(Passage)

A tropical parasitic illness, Chagas disease is transmitted by Trypanosoma cruzi, a species also known as kissing bugs owing to their habit of feeding around the areas of people’s mouths or vampire bugs for their propensity to feed on the blood of their hosts. Chagas disease produces a range of unpleasant symptoms, but it’s the tendency of the illness to become chronic and progress that can lead to life-threatening consequences. This disease is present in multiple places around the world.
Typically, Chagas disease is transmitted by the kissing bug or triatomine bug. The bugs themselves become infected with the microscopic parasites after feeding on a host with the disease. While feeding, the infected insects drop their feces on the skin. As the person scratches their skin, they invariably introduce the parasites into the body, though they may also enter through the mouth, eyes, or a pre-existing cut. Triatomine bugs typically feed at night while the hosts are sleeping.
Pregnant women can pass on the parasites to their unborn children. Eating uncooked food that contains the parasites can also lead to infection. Working in an area where other creatures known to have the disease, such as raccoons, can increase the risk of contracting Chagas. There have also been some cases where medical lab workers have been exposed to the parasites and contracted the disease.
Chagas disease occurs mainly in Mexico, Central America, and South America. However, cases also occur in the U.S. (particularly in the south). A few species of the insects are native to Australia, Africa, and Asia. In the infested areas, the insects tend to hide in mud or adobe walls. Thatch huts are also at an increased risk for harboring these insects.
Medical researchers divide Chagas disease into two phases: the acute phase and the chronic phase. The acute phase may last anywhere from a few weeks to a few months. It might produce symptoms or it might not. Many people do not even realize they are in the acute phase of Chagas disease. Chronic Chagas disease can occur if the acute phase goes untreated, but it might not show up until ten or even twenty years after the initial infection. It is not an absolute that the disease will progress from acute to chronic, but the risk is there. It is also important to note that the chronic phase cannot be cured, though it may be managed.
While some people don’t notice any signs or symptoms of acute Chagas disease, many people do experience mild to severe symptoms. Common symptoms of this phase of the disease are fever, swelling at the site of infection, rash, general achiness, swollen eyelids, headache, loss of appetite, nausea, vomiting, diarrhea, and fatigue. An enlarged spleen or liver may also accompany this phase of the disease. Often, these symptoms go away on their own, which may lead individuals to assume they were only suffering from a virus. Unfortunately, by not getting an accurate diagnosis and treatment, the disease can progress to the chronic form.

(End Passage)
(The data)

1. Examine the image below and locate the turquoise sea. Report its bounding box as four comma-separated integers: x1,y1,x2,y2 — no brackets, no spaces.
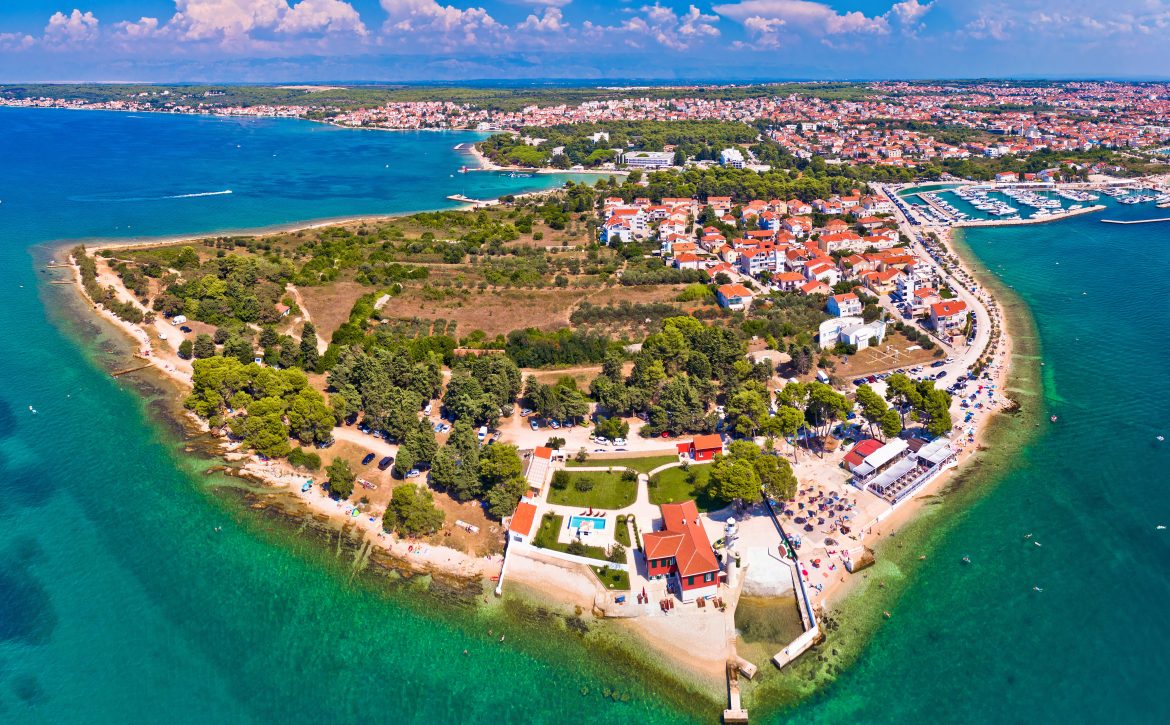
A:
0,110,1170,724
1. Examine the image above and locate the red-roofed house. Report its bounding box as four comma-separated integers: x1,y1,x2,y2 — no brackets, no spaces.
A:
642,500,720,602
508,500,536,544
826,292,861,317
772,272,805,292
845,439,881,471
930,299,966,334
717,284,752,310
679,433,723,461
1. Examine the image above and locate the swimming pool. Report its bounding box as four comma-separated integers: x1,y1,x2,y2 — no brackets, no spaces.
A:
569,516,605,531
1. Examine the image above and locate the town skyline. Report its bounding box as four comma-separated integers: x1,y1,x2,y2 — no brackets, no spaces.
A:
0,0,1170,83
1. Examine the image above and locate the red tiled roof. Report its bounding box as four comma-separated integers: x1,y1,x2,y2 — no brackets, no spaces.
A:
642,500,720,576
694,433,723,450
508,500,536,537
845,439,881,467
930,299,966,317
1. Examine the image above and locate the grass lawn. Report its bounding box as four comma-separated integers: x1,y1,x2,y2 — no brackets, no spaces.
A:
532,513,605,561
549,471,638,509
613,516,631,548
649,463,724,511
590,566,629,592
565,454,679,474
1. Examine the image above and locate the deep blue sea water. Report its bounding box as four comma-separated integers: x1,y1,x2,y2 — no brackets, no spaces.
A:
0,110,1170,723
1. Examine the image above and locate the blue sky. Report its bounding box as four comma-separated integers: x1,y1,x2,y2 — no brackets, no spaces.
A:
0,0,1170,82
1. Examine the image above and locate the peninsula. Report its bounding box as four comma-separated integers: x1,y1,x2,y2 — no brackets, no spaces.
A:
41,79,1170,720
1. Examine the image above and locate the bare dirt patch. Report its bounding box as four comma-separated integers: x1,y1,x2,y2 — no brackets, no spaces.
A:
297,282,373,340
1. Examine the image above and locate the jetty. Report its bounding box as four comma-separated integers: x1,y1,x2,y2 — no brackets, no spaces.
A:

(End The data)

# [Task list]
1/ List every geographic place named in the passage on Chagas disease.
2/ Please print the stretch of the passage on Chagas disease from "While some people" through "the chronic form.".
This data has no connection to the passage on Chagas disease.

# [Task solutions]
1/ Mexico, Central America, South America, the U.S., Australia, Africa, Asia

2/
While some people don’t notice any signs or symptoms of acute Chagas disease, many people do experience mild to severe symptoms. Common symptoms of this phase of the disease are fever, swelling at the site of infection, rash, general achiness, swollen eyelids, headache, loss of appetite, nausea, vomiting, diarrhea, and fatigue. An enlarged spleen or liver may also accompany this phase of the disease. Often, these symptoms go away on their own, which may lead individuals to assume they were only suffering from a virus. Unfortunately, by not getting an accurate diagnosis and treatment, the disease can progress to the chronic form.